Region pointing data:
--*--

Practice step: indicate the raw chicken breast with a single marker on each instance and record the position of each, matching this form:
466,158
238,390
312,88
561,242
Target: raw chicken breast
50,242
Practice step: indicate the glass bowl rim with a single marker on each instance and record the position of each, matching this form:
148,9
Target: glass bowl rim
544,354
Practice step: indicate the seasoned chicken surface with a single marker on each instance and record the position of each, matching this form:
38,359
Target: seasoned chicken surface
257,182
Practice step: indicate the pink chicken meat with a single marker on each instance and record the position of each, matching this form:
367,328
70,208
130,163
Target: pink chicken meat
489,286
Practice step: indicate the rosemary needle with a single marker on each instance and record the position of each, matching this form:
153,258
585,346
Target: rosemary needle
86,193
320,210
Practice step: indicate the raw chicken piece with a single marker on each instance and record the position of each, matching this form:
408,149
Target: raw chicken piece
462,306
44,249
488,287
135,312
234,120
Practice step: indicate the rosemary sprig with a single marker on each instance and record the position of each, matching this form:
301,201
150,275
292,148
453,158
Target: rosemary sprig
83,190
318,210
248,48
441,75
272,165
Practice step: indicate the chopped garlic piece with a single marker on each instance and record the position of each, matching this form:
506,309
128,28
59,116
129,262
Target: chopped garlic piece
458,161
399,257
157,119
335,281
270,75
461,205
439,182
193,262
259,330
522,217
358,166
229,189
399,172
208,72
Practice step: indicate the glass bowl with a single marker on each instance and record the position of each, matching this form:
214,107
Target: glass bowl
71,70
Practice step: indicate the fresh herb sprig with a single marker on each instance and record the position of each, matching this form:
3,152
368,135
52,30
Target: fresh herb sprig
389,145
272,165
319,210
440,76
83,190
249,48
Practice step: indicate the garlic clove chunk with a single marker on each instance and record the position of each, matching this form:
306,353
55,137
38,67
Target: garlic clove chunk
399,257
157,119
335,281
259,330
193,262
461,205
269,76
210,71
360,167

--*--

Repeat every record, keeping each word and mark exactly as it is.

Practice step: indicate the raw chicken breast with a single marker on each instance and record the position of each, matching this form:
466,158
238,390
312,88
561,242
Target: raw chicken breast
50,242
Practice step: indicate the glass bowl rim with a single marker on each instance and record the position of each, matching this form:
148,9
Target: glass bowl rim
544,354
Practice step: indicate the seasoned chicken surface with a single marker on each instance and record the position of each, matching this form:
38,359
Target: seasoned chicken surface
257,182
Practice step: indicate the pink chicken meat with a single marker on each instance and record the position of each, matching this form:
367,328
70,208
130,163
Target: pink chicken meat
489,286
Practice step: indicate the rosemary needle with a single marker on each instance and record the position of each, matching this form:
153,258
585,346
Target: rosemary needle
86,193
320,210
Practice step: indicate the raw chicken piece with a single marker on each instance and record the position of each, matching this form:
408,149
Target: raw chicken piece
462,306
44,249
488,287
135,312
234,120
Practice step: indicate the rosemary sprig with a single marker on each instance and record the position of each, matching this form:
301,201
150,275
292,148
453,158
Target: rosemary sprig
83,190
318,210
248,48
441,75
272,165
Practice step: indicate the chopped garlic piece with a single marker on each instance and record the position of each, matching this form:
506,309
128,28
59,116
129,262
Target: chopped garlic piece
458,161
399,257
157,119
335,281
270,75
461,205
439,182
193,262
259,330
522,217
358,166
229,189
399,172
208,72
Practice step: indicate the glass bowl with a single marker on each instance and record the position of each, matching this form:
214,107
Target: glass bowl
71,70
Practice step: indicate the fresh herb sprig with a single marker on each instance and record the position of each, matching this form:
3,152
368,135
52,30
Target: fresh herb sprig
389,145
272,165
319,210
440,76
83,190
249,48
Practice step: indicate the garlic clove chunk with a single marker on each instance and record the position of each, matching this form:
306,353
55,137
38,67
Target: garlic clove chunk
399,257
157,119
335,281
259,330
193,262
461,205
269,76
210,71
360,167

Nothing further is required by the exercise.